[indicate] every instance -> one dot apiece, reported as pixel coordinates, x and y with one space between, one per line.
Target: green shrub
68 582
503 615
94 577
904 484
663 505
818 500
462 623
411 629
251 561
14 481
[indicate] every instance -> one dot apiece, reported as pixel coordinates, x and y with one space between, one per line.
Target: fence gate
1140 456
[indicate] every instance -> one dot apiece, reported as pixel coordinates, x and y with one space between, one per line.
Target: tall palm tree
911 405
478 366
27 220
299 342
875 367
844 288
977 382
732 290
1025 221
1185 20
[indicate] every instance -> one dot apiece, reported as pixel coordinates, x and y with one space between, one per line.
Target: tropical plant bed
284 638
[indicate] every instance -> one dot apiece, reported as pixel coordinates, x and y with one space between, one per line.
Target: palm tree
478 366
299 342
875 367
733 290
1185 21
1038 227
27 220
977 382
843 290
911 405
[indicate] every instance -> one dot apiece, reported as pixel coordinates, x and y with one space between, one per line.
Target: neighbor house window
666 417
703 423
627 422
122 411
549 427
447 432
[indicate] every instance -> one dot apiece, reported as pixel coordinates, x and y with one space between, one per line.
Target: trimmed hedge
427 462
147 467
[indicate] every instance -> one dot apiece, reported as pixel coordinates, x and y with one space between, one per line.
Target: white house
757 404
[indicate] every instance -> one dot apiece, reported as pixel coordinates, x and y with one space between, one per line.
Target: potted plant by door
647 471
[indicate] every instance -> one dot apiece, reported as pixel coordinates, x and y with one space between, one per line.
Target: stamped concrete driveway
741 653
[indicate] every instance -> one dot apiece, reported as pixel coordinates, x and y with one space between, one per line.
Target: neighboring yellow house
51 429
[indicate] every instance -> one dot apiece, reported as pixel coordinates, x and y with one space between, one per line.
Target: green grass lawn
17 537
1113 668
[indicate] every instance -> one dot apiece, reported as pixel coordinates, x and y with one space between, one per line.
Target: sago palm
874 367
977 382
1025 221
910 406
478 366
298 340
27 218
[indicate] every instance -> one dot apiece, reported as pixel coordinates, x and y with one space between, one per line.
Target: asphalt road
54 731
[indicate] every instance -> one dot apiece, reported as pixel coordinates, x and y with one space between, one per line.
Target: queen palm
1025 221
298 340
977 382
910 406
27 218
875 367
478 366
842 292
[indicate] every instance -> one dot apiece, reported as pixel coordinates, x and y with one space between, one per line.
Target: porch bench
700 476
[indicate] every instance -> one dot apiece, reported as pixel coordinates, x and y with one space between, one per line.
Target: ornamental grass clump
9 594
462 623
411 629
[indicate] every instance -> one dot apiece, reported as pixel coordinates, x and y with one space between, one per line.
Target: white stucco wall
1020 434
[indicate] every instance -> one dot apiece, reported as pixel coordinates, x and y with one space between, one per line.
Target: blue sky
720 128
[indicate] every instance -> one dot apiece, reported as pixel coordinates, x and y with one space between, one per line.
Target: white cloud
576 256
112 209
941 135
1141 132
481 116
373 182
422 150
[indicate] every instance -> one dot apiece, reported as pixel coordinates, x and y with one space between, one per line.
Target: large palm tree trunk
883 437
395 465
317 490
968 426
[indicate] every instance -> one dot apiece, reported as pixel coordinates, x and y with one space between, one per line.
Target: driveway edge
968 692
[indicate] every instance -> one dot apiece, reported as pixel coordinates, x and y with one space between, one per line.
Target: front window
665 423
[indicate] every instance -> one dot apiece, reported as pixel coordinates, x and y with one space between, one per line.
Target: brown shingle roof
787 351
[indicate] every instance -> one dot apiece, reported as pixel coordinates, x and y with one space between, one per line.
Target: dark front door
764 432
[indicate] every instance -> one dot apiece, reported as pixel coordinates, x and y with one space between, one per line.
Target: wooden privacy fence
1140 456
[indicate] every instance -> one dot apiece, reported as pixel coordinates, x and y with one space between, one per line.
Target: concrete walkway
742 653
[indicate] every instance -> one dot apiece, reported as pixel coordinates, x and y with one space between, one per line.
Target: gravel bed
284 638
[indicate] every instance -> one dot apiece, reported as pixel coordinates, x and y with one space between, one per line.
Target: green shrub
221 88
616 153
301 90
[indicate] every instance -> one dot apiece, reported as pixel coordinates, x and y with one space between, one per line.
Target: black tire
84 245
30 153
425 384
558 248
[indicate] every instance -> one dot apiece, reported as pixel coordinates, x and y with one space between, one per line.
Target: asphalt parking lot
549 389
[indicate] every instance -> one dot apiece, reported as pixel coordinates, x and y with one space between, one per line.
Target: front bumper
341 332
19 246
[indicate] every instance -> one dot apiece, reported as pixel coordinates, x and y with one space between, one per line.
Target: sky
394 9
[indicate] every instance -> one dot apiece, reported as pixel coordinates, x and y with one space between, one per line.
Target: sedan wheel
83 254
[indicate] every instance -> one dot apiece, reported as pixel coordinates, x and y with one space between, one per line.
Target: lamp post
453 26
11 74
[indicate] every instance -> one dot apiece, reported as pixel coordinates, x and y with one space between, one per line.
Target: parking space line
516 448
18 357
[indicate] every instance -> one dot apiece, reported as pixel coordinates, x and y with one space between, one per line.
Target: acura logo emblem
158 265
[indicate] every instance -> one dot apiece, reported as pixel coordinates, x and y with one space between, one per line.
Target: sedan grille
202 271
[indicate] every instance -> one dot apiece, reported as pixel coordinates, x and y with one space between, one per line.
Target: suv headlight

________________

Every record above is to be transcribed exactly as written.

Answer to this problem
[indicate] every instance -> one dot apiece, reported as pixel coordinates, x and y with one space between, one per line.
Target: green shrub
68 582
503 615
94 577
904 484
663 505
818 500
462 623
411 629
251 561
14 481
[indicate] every instance -> one dot apiece, reported as pixel coordinates, x and y with one space between, one per line.
Target: fence gate
1140 456
[indicate] every instance -> one dot apiece, reported as pixel coordinates, x and y with one space between, one per line.
Target: tall palm tree
911 405
478 366
27 220
299 342
875 367
844 288
977 382
732 290
1025 221
1185 20
[indicate] every instance -> one dot apiece, reported as pixel coordinates, x and y with one space between, one per line.
Target: tropical plant bed
284 638
[indicate] every instance -> one dot apiece, reported as pixel coordinates, x and y with one space between, one per line.
Target: palm tree
478 366
299 342
875 367
733 290
1185 21
1038 227
27 220
977 382
843 290
911 405
[indicate] every instance -> one dot apiece, reported as pixel coordinates, x and y with one space between, one per line.
Target: neighbor house window
666 417
703 423
627 422
122 411
549 427
447 432
[indicate] every instance -> one dot apiece, reported as pixel coordinates, x and y with one space between, one per line.
Target: trimmed hedge
427 462
147 467
[indicate] every instance -> one dot apiece, reported as pixel coordinates, x and y with one space between, one per line.
Target: white house
757 404
[indicate] every instance -> one dot apiece, reported as pixel coordinates, x and y with one space between, one per line.
Target: potted plant by door
647 471
[indicate] every instance -> one dot apiece, reported as pixel coordinates, x and y with one space between, one per line.
Target: stamped concrete driveway
741 653
[indicate] every instance -> one dot apiece, reported as pixel coordinates, x and y with one space between, one per line.
Target: neighboring yellow house
51 429
[indicate] every instance -> one dot apiece, reported as pixel coordinates, x and y with one space between, one per line.
Target: green grass lawn
17 537
1113 668
[indicate] every instance -> one dot apiece, reported as pixel coordinates, x and y with one space between, one per line.
Target: sago palm
874 367
977 382
1025 221
910 406
478 366
298 340
27 218
[indicate] every instance -> one dot apiece, reported as pixel coordinates, x and y with one space between, one per line.
Target: asphalt road
54 731
[indicate] every instance -> one dot apiece, reported as pixel coordinates, x and y with one space between, one per line.
Target: queen palm
1025 221
298 340
977 382
910 406
27 218
875 367
478 366
842 292
[indicate] every instance -> one dot apiece, reported as pixel coordinates, x and y with one space between, one per line.
Target: porch bench
700 476
[indicate] every instance -> one dot apiece, reported as pixel coordinates, x and y with one space between, one per line.
Target: ornamental grass clump
9 594
462 623
411 629
[indicate] every instance -> one dot apiece, reported as pixel coordinates, x and y with one space between, one per line.
Target: white stucco wall
1020 434
[indicate] every instance -> one dot apiece, reported as pixel coordinates, x and y with one space between, one per line.
Target: blue sky
720 128
[indicate] every instance -> one dot apiece, reported as pixel coordinates, x and y with one space between, one per line.
Target: white cloud
576 256
112 209
941 135
1141 132
481 116
373 182
422 150
[indicate] every instance -> one dot apiece, reported as pixel coordinates, x and y with one space between, one per line.
Target: large palm tree trunk
883 437
395 465
317 490
968 426
[indicate] every instance -> one dot apiece, reported as pixel coordinates, x and y with one space between, one per line.
Target: driveway edge
968 692
[indicate] every instance -> one dot apiece, reported as pixel coordinates, x and y with one space between, one per line.
Target: front window
665 423
[indicate] every instance -> one dot apiece, reported as pixel coordinates, x and y with one space between, one per line.
Target: brown shingle roof
787 351
[indicate] every instance -> one dot apiece, reported as pixel coordinates, x and y with one space between, one per line.
Target: dark front door
764 432
[indicate] every instance -> one dot apiece, reported as pixel coordinates, x and y with one space between, one per line.
Target: wooden privacy fence
1140 456
[indicate] every instance -> one dot apiece, reported as pixel coordinates, x and y with one space between, one per line.
Target: concrete walkway
742 653
[indicate] every instance -> one dot apiece, reported as pixel coordinates, x and y with one space between, one per line.
Target: gravel bed
284 638
[indicate] every instance -> one dot apiece, reported as pixel coordinates, x and y with one space between, one per line.
Target: green shrub
221 88
616 153
301 90
[indicate] every instance -> one dot apiece, reported as pixel coordinates, x and y with one space between, one per line.
Target: black tire
84 245
30 153
425 384
558 248
[indicate] every instance -> one dot apiece, reported as pixel coordinates, x and y with one space between, one per line.
Target: asphalt parking lot
549 389
[indicate] every instance -> one dot apiece, reported as pixel coordinates, x and y with one space between, one per line.
Target: front bumper
341 332
19 246
[indicate] every instance -> one dot apiece, reported as pixel coordinates, x and y with one space between, one per line.
Target: sky
394 9
[indicate] every instance -> one dot apiece, reported as pixel coordinates, x and y with one space between, one per line.
Target: sedan wheel
83 254
[indicate] every instance -> one dot apiece, reported as pixel coordinates, x and y with one space between, one per line.
Target: lamp post
453 26
11 74
[indicate] every instance -> one dot apiece, reported as pixel coordinates, x and y with one space between, one per line.
Target: parking space line
516 448
18 357
[indicate] every instance -> one dot apiece, reported as pixel coordinates, x and y with one space between, one per line.
Target: acura logo emblem
158 265
[indicate] every instance -> one dot apiece, reported as pixel coordinates, x and y with one space between, one per line.
Target: sedan grille
202 271
[indicate] every instance -> one dot apiece, reported as pixel coordinates, x and y with one space between, one per line.
Target: suv headlight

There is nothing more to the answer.